___ PASSAGE PROVIDED ___
Real Life

Teen’s second chance at life

Seventeen-year-old Jarrod Monkley was in a dark place when he fell off a nine-storey building – but his incredible survival has changed him
Teen's second chance at life

By all accounts, Auckland teenager Jarrod Monkley shouldn’t be alive – he broke and fractured at least 30 bones in his body when he plunged nine storeys off an inner-city high-rise building and no-one thought he would survive. When the 16-year-old’s broken body was found after his fall, those who rushed to his aid placed jackets over what they believed to be his dead body.

Miraculously, Jarrod survived, and three months later most of his broken bones have healed. He broke his arm, elbow, shoulder blade, two fingers, all his ribs and his neck. He suffered two collapsed lungs, a brain injury and a ruptured spleen, which was later removed. Both Jarrod’s ankles were shattered in the fall and while he currently needs a wheelchair to get around, he is –incredibly – expected to walk again.

Now 17, Jarrod is looking forward to a new life and prefers not to dwell on his feelings in the lead up to his fall from a new Auckland University of Technology building. He has no recollection of falling from the 12th floor to the third, but remembers he was in a dark place for a month beforehand.

He had to leave school after being accused of disruptive behaviour in class and was getting into a few fights during his time there. Jarrod got a job the next day with his father’s employer, installing insulation in buildings’ air-conditioning ducts. He had been working on the new AUT building for a month when he was seen falling from the 12th floor.

Jarrod and mum Zena are positive about his future.

His mother, Zena Campbell, believes her son’s mental health suffered when he experimented with the synthetic cannabis substitute Kronic a year ago, before also smoking marijuana. During that time, he was drinking a lot and dwelling on how much he missed his friends, the school ball and his role as captain of the rugby team.

“It happened too suddenly,” Jarrod says. “I got told the day before that today would be my last day at school. I was quite shocked about it because it was the last thing I was expecting.”

Jarrod still had a lot to look forward to – he was about to represent Counties Manukau in cricket, had a loving girlfriend and was enjoying his new job – but Zena feels drinking and drugs played a big part in some of her son’s problems.

“A year earlier, when he’d been on the Kronic, we saw a lot of depression then,” she recalls. “His moods were very erratic. He was dealing with being pulled out of school, drinking and smoking dope.”
___ EXTRACTED MATERIAL ___
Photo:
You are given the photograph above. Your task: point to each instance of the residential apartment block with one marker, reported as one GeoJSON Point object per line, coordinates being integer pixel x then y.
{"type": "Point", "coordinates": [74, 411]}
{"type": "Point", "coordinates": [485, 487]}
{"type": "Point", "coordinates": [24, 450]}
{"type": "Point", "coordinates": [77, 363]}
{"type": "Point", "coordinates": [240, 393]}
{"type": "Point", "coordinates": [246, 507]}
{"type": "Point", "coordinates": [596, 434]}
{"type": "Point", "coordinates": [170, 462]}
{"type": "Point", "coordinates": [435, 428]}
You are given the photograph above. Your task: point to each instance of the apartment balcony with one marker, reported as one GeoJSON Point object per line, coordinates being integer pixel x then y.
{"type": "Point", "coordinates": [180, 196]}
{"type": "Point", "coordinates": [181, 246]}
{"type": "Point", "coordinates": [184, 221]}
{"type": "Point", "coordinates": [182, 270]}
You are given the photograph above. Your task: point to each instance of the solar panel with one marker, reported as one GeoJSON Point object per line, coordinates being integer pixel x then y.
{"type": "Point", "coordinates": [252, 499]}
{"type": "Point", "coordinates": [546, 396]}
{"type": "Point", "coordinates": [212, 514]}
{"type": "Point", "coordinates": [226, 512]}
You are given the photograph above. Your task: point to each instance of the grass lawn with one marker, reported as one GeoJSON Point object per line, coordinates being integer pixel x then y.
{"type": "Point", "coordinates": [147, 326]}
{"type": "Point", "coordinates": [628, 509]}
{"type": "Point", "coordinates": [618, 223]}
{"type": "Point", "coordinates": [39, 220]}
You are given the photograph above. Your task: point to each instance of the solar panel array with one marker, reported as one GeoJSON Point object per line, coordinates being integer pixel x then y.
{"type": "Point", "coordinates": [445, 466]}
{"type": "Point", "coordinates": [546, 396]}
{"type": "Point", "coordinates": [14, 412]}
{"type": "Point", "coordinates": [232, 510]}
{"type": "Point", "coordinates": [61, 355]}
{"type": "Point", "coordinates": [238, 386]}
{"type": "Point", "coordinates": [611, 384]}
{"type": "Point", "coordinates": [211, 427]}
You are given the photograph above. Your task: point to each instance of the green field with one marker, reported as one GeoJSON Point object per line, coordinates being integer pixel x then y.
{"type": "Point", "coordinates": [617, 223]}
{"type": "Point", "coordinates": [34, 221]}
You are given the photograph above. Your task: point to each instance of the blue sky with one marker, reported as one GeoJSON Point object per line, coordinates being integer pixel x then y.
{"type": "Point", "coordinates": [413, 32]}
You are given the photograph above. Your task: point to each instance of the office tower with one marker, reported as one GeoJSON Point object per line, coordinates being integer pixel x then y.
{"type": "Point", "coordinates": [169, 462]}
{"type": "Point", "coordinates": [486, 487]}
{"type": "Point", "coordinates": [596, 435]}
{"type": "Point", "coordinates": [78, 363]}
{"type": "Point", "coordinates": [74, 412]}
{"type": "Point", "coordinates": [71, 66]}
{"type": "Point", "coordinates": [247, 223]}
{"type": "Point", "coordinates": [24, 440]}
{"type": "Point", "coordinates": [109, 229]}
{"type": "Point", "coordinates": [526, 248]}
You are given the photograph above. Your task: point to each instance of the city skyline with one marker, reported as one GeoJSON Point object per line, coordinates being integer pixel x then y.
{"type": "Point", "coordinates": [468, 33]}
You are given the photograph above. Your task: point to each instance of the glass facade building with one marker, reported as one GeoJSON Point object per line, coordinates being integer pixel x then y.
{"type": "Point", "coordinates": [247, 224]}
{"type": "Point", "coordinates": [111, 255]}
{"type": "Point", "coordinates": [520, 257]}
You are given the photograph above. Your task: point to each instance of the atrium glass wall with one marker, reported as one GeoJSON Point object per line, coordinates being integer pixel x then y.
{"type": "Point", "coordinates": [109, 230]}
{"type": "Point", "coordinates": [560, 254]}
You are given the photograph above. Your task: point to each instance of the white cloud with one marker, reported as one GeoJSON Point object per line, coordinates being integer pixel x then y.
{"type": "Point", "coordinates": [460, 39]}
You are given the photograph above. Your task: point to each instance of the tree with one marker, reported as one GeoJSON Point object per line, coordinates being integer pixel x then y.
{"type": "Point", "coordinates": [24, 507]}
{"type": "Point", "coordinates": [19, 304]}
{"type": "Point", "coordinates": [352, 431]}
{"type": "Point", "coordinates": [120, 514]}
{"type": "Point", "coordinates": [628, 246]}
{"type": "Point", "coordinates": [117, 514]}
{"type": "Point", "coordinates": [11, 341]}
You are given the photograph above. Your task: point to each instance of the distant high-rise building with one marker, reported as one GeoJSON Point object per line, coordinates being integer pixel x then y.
___
• WORK ITEM A:
Answer these questions using the article about Jarrod Monkley above:
(i) How many storeys did Jarrod fall?
(ii) What job did Jarrod start the day after leaving school?
(iii) Whom was Jarrod about to represent in cricket?
• WORK ITEM B:
Print the portion of the article about Jarrod Monkley from "Jarrod still had" up to and including "her son’s problems." without changing anything.

• TASK ANSWER A:
(i) Nine storeys.
(ii) Installing insulation in buildings' air-conditioning ducts.
(iii) Counties Manukau.

• TASK ANSWER B:
Jarrod still had a lot to look forward to – he was about to represent Counties Manukau in cricket, had a loving girlfriend and was enjoying his new job – but Zena feels drinking and drugs played a big part in some of her son’s problems.